> [Excerpted data]:
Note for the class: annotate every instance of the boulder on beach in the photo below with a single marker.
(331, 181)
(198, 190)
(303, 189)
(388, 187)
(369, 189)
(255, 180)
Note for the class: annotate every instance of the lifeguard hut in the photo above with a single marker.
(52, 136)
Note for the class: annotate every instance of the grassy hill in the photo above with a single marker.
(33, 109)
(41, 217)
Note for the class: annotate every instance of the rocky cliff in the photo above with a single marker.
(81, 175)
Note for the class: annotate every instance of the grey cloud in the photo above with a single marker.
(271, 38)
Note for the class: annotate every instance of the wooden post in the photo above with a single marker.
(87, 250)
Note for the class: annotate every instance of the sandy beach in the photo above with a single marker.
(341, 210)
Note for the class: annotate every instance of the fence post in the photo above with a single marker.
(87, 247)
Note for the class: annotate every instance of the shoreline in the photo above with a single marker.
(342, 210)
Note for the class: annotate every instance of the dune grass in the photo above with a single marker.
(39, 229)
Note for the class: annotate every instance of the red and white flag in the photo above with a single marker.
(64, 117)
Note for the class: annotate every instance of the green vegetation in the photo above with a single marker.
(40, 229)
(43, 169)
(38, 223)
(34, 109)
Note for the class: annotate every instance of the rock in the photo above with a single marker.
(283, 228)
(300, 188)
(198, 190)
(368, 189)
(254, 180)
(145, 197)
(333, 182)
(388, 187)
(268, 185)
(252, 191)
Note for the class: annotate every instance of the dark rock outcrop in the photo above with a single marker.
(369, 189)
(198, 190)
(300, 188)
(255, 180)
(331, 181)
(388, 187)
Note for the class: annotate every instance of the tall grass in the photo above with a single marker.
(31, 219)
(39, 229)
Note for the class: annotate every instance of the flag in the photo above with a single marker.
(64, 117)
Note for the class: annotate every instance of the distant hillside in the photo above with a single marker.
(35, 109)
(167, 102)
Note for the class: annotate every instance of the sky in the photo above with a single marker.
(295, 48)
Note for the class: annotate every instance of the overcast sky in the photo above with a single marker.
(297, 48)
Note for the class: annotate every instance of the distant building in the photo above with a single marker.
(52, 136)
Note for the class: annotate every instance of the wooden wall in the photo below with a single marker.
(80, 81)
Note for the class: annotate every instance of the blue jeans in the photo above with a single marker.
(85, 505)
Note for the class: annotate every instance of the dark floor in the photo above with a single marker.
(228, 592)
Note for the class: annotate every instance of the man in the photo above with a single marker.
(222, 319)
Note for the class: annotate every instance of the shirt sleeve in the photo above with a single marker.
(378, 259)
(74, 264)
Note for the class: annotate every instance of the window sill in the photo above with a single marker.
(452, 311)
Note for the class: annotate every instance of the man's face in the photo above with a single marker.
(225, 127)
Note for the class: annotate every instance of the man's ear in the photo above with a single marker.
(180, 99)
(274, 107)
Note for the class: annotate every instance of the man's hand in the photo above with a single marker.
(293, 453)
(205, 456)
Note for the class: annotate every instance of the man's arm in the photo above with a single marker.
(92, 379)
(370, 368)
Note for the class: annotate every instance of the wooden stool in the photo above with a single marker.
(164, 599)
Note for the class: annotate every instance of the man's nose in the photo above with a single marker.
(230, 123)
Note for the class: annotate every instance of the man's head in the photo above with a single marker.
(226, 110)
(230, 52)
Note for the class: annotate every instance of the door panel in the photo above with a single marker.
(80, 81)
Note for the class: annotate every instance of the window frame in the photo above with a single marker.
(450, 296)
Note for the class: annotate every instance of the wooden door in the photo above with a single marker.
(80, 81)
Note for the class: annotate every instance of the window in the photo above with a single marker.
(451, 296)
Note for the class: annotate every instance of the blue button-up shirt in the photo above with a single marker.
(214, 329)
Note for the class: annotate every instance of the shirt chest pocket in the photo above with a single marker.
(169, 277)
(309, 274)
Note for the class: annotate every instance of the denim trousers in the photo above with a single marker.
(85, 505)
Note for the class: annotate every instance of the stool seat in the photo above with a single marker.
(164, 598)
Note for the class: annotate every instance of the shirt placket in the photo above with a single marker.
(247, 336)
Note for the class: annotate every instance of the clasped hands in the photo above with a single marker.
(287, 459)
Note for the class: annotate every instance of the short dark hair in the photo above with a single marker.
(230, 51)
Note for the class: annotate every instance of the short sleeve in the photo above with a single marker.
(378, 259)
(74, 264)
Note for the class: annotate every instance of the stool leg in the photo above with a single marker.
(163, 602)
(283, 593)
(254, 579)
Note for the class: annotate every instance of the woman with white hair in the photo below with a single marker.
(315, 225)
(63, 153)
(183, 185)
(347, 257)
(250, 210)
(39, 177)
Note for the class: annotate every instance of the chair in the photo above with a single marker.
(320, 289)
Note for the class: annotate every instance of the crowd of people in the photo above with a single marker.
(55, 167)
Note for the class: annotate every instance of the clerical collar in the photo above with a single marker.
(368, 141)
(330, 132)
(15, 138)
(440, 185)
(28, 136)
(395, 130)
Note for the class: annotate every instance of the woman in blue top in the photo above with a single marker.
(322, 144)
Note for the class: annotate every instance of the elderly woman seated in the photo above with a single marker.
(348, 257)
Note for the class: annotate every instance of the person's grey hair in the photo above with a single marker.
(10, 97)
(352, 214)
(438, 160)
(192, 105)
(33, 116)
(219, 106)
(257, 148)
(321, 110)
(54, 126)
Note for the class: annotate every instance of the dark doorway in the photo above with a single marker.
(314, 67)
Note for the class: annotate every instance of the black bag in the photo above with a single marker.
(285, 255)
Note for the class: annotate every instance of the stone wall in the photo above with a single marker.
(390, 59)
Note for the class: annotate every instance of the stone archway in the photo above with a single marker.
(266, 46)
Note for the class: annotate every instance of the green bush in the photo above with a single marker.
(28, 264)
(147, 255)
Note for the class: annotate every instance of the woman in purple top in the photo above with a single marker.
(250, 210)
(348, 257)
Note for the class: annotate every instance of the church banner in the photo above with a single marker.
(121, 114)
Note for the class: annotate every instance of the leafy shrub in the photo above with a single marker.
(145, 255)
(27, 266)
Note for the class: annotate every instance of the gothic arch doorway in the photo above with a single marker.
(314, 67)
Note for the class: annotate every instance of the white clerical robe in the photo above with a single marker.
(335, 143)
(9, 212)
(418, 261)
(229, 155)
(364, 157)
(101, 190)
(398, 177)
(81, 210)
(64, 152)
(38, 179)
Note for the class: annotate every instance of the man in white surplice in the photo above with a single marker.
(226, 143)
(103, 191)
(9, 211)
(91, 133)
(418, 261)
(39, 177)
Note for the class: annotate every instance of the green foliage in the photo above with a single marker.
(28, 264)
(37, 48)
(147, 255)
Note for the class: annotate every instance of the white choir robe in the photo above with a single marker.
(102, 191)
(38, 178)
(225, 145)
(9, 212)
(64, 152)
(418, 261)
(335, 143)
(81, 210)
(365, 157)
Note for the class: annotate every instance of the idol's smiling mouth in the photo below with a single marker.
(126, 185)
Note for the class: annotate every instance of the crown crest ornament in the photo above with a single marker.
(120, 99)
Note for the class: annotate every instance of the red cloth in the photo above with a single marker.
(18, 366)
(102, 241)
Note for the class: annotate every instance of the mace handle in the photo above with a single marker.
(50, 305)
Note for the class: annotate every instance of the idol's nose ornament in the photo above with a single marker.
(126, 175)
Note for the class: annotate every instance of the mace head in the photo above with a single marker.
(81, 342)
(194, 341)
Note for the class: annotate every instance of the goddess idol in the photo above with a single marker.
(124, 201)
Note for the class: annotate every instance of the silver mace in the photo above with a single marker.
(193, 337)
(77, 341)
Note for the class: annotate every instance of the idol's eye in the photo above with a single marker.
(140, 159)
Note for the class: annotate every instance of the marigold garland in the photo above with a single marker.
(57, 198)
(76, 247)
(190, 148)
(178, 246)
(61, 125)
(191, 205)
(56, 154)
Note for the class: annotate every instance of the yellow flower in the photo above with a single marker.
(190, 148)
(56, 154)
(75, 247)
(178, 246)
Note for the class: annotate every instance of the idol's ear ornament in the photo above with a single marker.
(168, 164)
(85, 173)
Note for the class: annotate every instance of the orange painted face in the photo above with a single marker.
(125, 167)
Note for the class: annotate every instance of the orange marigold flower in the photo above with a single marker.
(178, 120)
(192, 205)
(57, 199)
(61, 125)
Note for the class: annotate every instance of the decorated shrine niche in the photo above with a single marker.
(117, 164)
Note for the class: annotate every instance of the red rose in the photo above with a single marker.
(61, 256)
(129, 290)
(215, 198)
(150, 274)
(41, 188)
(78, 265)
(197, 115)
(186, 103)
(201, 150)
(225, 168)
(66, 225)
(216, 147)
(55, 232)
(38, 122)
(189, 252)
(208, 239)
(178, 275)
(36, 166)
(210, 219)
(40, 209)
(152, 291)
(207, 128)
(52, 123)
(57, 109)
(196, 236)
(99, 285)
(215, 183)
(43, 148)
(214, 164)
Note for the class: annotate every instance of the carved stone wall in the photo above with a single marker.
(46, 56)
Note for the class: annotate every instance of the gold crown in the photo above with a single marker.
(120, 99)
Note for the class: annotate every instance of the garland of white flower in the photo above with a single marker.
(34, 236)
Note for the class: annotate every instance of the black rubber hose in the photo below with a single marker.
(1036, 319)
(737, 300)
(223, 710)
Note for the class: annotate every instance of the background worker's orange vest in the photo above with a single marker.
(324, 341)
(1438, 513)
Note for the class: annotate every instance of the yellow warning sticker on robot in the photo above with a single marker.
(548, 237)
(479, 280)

> [What to produce]:
Send back exactly the lines from the line with "Note for the class: annotate every instance of the gold" through the end of the records.

> [Written solution]:
Note for the class: annotate every instance of the gold crown in the photo above with a single marker.
(120, 99)
Note for the class: annotate every instance of the garland of white flower in the photo above with a single marker.
(34, 236)
Note for the class: annotate every instance of the black rubber hose in the photo below with a single marker.
(1036, 319)
(737, 300)
(223, 710)
Note for the class: annotate every instance of the background worker's orange vest in the photo above with a single marker.
(324, 341)
(1438, 513)
Note for the class: annotate every instance of the yellow warning sticker on robot in the photo above with a single marker.
(548, 237)
(479, 280)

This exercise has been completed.